Objective -
Could you transcribe the material below exactly, without leaving out a single line?

** START Supplied records **

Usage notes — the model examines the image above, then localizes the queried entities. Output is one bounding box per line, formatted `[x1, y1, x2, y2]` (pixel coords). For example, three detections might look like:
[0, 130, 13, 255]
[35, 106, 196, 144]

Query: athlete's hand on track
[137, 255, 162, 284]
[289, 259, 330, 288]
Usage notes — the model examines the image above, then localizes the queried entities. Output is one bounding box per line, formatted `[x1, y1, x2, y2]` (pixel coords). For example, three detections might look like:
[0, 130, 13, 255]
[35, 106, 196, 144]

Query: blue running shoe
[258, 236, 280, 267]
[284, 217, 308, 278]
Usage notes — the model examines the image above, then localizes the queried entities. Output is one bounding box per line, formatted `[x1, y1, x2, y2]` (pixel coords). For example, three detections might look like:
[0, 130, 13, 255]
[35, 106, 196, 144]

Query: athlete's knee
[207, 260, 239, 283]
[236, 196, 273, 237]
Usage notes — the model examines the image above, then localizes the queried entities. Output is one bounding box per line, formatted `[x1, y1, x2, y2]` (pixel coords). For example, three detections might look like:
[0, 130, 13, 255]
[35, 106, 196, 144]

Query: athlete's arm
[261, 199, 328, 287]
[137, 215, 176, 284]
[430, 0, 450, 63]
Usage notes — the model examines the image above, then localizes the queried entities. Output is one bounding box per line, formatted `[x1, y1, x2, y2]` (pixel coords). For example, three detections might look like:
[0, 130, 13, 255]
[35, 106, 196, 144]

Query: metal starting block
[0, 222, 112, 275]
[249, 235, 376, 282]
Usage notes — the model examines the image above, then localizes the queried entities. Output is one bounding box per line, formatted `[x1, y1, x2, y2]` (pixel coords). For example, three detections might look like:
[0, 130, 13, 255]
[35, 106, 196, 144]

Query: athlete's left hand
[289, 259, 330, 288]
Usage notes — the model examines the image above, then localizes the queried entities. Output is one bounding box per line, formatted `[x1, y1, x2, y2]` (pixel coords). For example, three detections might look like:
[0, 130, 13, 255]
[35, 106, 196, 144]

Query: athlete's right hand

** END Supplied records **

Exercise output -
Usage notes — the model examines the image above, then localizes the queried entities. Output is one bounding box per line, formatted `[x1, y1, x2, y2]` (pixel coords). For example, three detections might look like:
[0, 130, 13, 255]
[35, 106, 196, 144]

Query: athlete's hand on track
[137, 255, 162, 284]
[289, 259, 330, 288]
Usage notes — the model examines the image above, then localizes the queried entities. Output is one bounding box per line, formatted `[x1, y1, x2, y2]` (pixel coords). For example, three detections might look like:
[0, 130, 13, 255]
[35, 106, 196, 144]

Query: blue running shoe
[258, 236, 280, 267]
[284, 217, 308, 278]
Usage notes — the model examines the image above, then localizes the queried entities. Output is one bounding box per line, formatted `[x1, y1, x2, y2]` (pixel coords). For example, three detections might look like:
[0, 130, 13, 255]
[35, 106, 196, 144]

Query: athlete's knee
[207, 260, 239, 283]
[236, 196, 273, 237]
Usage notes — the model examines the image above, then localizes the queried entities. Output is one bounding box per line, formatted `[x1, y1, x2, y2]` (pixel coords). For example, three detections might look like:
[0, 130, 13, 255]
[35, 106, 196, 144]

Query: athlete's arm
[261, 199, 328, 287]
[137, 215, 176, 284]
[430, 0, 450, 63]
Usage notes — the model examines the image above, then localizes the queried entities. Output is one bounding box per line, formatted `[x1, y1, x2, y2]` (pixel coords). For example, three detections might look like:
[0, 130, 13, 255]
[35, 106, 196, 144]

Query: metal starting block
[0, 222, 112, 275]
[249, 235, 376, 282]
Usage notes — the model examines the image above, then localizes the queried entities. Output is one bounding box per line, formatted `[x1, y1, x2, y2]` (pixel coords). For example, three detections might look like:
[0, 130, 13, 255]
[35, 106, 196, 144]

Query: athlete's left hand
[289, 259, 330, 288]
Usage notes — the model examines the image above, then localizes the queried entities. Output is one bounding box per line, formatted `[x1, y1, x2, y2]` (pixel coords). For example, three detections might look like:
[0, 130, 13, 255]
[35, 106, 196, 144]

Query: athlete's right hand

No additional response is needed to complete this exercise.